**What you need to do**
Output the material below unchanged, apart from leaving out the pictures.

Location labeling records
____

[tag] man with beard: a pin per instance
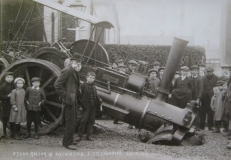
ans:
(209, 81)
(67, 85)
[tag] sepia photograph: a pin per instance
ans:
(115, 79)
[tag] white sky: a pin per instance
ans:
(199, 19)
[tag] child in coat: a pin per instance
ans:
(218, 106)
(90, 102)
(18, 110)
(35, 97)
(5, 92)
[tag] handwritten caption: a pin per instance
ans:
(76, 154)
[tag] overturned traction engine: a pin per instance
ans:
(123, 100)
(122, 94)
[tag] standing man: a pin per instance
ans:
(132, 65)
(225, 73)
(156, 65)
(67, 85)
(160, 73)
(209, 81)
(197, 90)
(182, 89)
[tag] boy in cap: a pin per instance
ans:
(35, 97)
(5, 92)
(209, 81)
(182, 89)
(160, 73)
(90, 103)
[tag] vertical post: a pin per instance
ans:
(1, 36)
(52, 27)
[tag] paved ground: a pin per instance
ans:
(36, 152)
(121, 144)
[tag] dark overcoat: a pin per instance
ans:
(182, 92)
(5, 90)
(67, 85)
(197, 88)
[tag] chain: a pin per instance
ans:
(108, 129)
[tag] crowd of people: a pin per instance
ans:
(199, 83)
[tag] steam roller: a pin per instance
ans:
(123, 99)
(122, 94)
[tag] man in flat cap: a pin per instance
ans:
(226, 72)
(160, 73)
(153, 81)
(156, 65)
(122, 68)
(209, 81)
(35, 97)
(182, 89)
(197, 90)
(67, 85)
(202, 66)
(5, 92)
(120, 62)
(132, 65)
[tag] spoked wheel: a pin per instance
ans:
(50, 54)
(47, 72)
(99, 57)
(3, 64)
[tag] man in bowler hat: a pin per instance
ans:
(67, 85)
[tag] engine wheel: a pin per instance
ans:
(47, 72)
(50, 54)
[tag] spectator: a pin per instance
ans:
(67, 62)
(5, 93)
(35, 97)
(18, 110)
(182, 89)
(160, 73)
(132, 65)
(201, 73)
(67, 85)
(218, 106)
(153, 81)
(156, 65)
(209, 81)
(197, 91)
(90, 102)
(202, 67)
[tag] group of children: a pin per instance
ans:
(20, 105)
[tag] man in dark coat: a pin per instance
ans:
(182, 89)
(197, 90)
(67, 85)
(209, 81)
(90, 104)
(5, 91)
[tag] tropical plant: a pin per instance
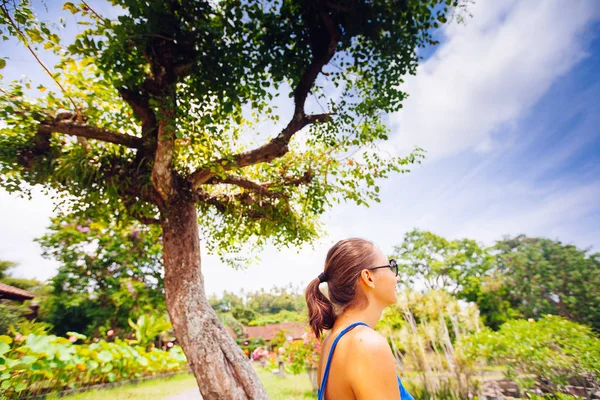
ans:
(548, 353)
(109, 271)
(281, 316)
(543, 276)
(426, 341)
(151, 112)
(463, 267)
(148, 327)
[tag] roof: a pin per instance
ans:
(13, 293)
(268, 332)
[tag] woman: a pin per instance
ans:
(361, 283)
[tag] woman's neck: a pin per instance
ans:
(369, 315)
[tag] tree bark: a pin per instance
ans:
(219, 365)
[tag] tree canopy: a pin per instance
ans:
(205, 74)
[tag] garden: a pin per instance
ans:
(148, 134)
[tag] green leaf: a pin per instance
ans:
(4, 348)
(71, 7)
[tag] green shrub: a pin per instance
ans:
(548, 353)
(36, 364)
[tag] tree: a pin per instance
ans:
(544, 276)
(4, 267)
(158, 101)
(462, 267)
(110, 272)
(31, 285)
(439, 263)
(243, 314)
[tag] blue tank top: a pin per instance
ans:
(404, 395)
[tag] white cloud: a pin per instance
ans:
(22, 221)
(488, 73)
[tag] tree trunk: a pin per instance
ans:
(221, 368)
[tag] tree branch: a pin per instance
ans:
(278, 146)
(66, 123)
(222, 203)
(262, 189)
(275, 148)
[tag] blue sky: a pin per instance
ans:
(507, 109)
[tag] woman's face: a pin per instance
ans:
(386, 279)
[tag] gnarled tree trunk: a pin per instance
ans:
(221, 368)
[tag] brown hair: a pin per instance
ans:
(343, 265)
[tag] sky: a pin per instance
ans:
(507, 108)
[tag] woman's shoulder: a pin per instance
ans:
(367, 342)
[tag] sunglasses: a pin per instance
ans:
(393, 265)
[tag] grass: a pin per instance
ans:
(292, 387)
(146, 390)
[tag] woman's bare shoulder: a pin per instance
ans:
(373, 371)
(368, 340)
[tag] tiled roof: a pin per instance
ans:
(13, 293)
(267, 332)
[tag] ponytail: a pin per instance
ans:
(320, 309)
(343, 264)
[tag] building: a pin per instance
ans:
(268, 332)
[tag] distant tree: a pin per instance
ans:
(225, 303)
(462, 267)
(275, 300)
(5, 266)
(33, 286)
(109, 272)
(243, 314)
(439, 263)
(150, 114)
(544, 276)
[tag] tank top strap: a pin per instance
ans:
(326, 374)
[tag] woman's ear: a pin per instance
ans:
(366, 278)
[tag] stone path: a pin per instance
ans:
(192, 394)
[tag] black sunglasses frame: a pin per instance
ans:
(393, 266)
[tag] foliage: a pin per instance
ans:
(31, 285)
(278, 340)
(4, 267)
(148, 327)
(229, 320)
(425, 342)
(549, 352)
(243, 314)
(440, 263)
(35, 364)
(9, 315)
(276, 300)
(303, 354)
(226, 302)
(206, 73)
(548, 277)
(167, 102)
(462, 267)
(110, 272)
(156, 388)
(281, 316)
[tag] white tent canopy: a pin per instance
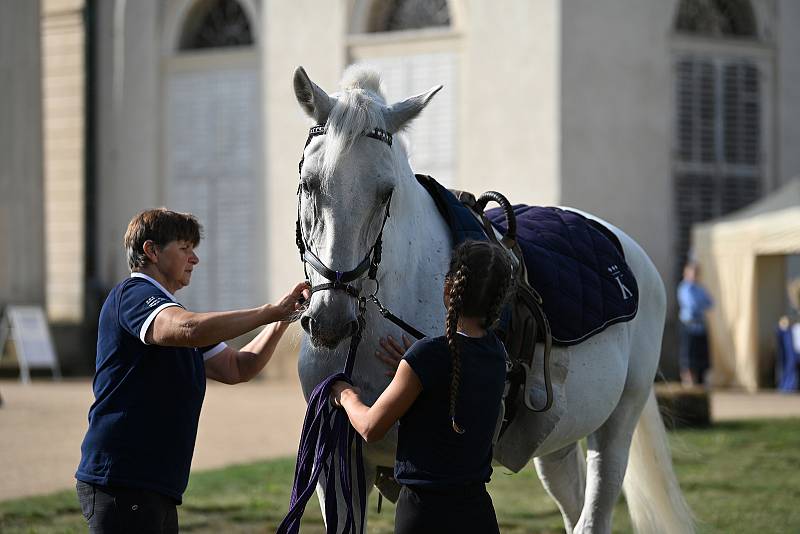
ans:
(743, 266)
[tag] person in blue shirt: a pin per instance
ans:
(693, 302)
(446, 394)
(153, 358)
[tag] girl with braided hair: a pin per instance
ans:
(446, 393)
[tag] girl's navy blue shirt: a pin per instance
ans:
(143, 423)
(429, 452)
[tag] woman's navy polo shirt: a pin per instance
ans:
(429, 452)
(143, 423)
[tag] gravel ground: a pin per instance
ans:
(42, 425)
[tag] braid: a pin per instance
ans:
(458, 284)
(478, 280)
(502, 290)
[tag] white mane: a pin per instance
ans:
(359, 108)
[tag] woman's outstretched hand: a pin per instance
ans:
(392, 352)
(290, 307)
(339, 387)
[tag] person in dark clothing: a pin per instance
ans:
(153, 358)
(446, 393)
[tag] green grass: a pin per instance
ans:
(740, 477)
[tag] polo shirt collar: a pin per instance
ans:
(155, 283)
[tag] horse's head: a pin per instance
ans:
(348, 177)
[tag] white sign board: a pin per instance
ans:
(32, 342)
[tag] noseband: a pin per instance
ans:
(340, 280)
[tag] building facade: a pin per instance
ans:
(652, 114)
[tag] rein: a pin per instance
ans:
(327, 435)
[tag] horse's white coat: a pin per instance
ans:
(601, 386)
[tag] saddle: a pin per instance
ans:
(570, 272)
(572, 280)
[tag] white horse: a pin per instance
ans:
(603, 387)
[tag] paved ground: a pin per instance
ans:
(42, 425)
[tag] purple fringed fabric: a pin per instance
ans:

____

**Exercise answer**
[tag] man with beard: a pin per instance
ans:
(209, 81)
(67, 85)
[tag] sepia photograph: a pin per instance
ans:
(115, 79)
[tag] white sky: a pin per instance
ans:
(199, 19)
[tag] child in coat: a pin per instance
ans:
(218, 106)
(90, 102)
(18, 110)
(35, 97)
(5, 92)
[tag] handwritten caption: a pin per instance
ans:
(76, 154)
[tag] overturned traction engine: a pin per instance
ans:
(123, 100)
(122, 94)
[tag] standing man: a pin per instance
ans:
(132, 65)
(225, 73)
(156, 65)
(67, 85)
(160, 73)
(209, 81)
(197, 90)
(182, 89)
[tag] boy in cap: a pin per instance
ans:
(35, 97)
(5, 92)
(209, 81)
(182, 89)
(160, 73)
(90, 103)
[tag] vertical post: a pin per instance
ans:
(1, 36)
(52, 27)
[tag] paved ground: a pin per instance
ans:
(36, 152)
(121, 144)
[tag] dark overcoat: a pin per instance
ans:
(182, 92)
(5, 90)
(67, 85)
(197, 88)
[tag] chain: a pin per instance
ans:
(108, 129)
[tag] crowd of people: a pin per instance
ans:
(199, 83)
[tag] steam roller: a pin per instance
ans:
(123, 99)
(122, 94)
[tag] man in flat cap: a pin per instance
ans:
(226, 72)
(160, 73)
(153, 81)
(156, 65)
(122, 68)
(209, 81)
(35, 97)
(182, 89)
(197, 90)
(67, 85)
(202, 66)
(5, 92)
(120, 62)
(132, 65)
[tag] spoked wheel: a pin per instance
ans:
(50, 54)
(47, 72)
(99, 57)
(3, 64)
[tag] man in bowler hat: a pin per instance
ans:
(67, 85)
[tag] engine wheel: a pin per instance
ans:
(47, 72)
(50, 54)
[tag] spectator: a pin per instance
ans:
(67, 62)
(5, 93)
(35, 97)
(18, 110)
(182, 89)
(160, 73)
(132, 65)
(201, 73)
(67, 85)
(218, 106)
(153, 81)
(156, 65)
(209, 81)
(197, 91)
(90, 102)
(202, 67)
[tag] group of children: a pin per instance
ans:
(20, 105)
[tag] man in dark coat: a pin per instance
ans:
(182, 89)
(197, 90)
(67, 85)
(209, 81)
(90, 104)
(5, 91)
[tag] tropical plant: a pin per instance
ans:
(548, 353)
(109, 271)
(281, 316)
(543, 276)
(426, 341)
(151, 112)
(463, 267)
(148, 327)
[tag] roof: a pin per instance
ans:
(13, 293)
(268, 332)
[tag] woman: a pin per instance
ans:
(361, 283)
[tag] woman's neck: a pin per instance
ans:
(369, 315)
[tag] tree bark: a pin per instance
ans:
(219, 365)
[tag] tree canopy: a pin per instance
ans:
(205, 74)
[tag] garden: a pin per instance
ans:
(148, 134)
[tag] green leaf: a pin per instance
ans:
(4, 348)
(71, 7)
[tag] green shrub: a pin per instance
ans:
(548, 353)
(36, 364)
[tag] tree: a pin per instance
ans:
(544, 276)
(4, 267)
(158, 101)
(462, 267)
(110, 272)
(31, 285)
(439, 263)
(243, 314)
[tag] blue tank top: a pin per instance
ans:
(404, 395)
[tag] white cloud: a pin per instance
ans:
(22, 221)
(488, 73)
[tag] tree trunk: a pin per instance
ans:
(221, 368)
[tag] tree branch: a pin per instance
ans:
(278, 146)
(66, 123)
(222, 203)
(262, 189)
(275, 148)
[tag] blue sky: a pin per instance
ans:
(507, 109)
[tag] woman's face: a pin per instance
ans:
(386, 279)
[tag] gnarled tree trunk: a pin per instance
ans:
(221, 368)
[tag] brown hair: a pin per instance
ans:
(343, 265)
[tag] sky: a pin per instance
ans:
(507, 108)
[tag] woman's shoulder: a pin per instance
ans:
(367, 342)
[tag] sunglasses: a pin per instance
ans:
(393, 265)
[tag] grass: a pin per instance
ans:
(292, 387)
(146, 390)
[tag] woman's bare shoulder: a pin per instance
ans:
(373, 371)
(368, 340)
[tag] tiled roof: a pin per instance
ans:
(13, 293)
(267, 332)
[tag] ponytail: a pin per instance
ans:
(320, 309)
(343, 264)
[tag] building: a pin per instance
ans:
(268, 332)
[tag] distant tree: a pin per instance
ans:
(225, 303)
(462, 267)
(275, 300)
(5, 266)
(33, 286)
(109, 272)
(243, 314)
(439, 263)
(150, 114)
(544, 276)
[tag] tank top strap: a pin per instance
ans:
(326, 374)
[tag] woman's ear: a pin per instance
ans:
(366, 278)
[tag] stone path: a pin per instance
ans:
(192, 394)
[tag] black sunglasses frame: a pin per instance
ans:
(393, 266)
[tag] foliage: a pin per instance
ans:
(31, 285)
(278, 340)
(4, 267)
(148, 327)
(229, 320)
(425, 342)
(549, 352)
(243, 314)
(440, 263)
(35, 364)
(9, 315)
(276, 300)
(303, 354)
(226, 302)
(206, 73)
(548, 277)
(167, 102)
(462, 267)
(110, 272)
(156, 388)
(281, 316)
[tag] white tent canopy: a pin per instance
ans:
(743, 266)
[tag] person in blue shirt: a pin per instance
ans:
(693, 302)
(446, 394)
(153, 358)
[tag] girl with braided hair: a pin per instance
ans:
(446, 393)
[tag] girl's navy blue shirt: a pin per instance
ans:
(143, 423)
(429, 452)
[tag] woman's navy polo shirt: a pin per instance
ans:
(429, 452)
(143, 423)
[tag] gravel ground: a pin per instance
ans:
(42, 425)
[tag] braid: a pin per instance
ans:
(458, 284)
(478, 280)
(502, 290)
[tag] white mane: a pin per instance
ans:
(359, 108)
[tag] woman's outstretched hand: a pin per instance
ans:
(392, 352)
(290, 307)
(339, 387)
[tag] person in dark clothing: a pin per instance
ans:
(153, 358)
(446, 393)
[tag] green grass: a pin per instance
ans:
(740, 477)
[tag] polo shirt collar: a pin per instance
ans:
(155, 283)
[tag] horse's head: a pin per instance
ans:
(348, 177)
[tag] white sign board: a pin per instance
ans:
(32, 342)
[tag] noseband: a pin per instance
ans:
(340, 280)
[tag] building facade: a pin per instance
ans:
(652, 114)
[tag] rein: a pin per instance
ans:
(327, 435)
[tag] horse's white coat: a pin per instance
ans:
(601, 386)
[tag] saddle: a pin per instance
ans:
(570, 272)
(572, 280)
[tag] white horse: a pin per instance
ans:
(603, 387)
[tag] paved ground: a pin per instance
ans:
(42, 425)
[tag] purple fringed fabric: a pin per instance
ans:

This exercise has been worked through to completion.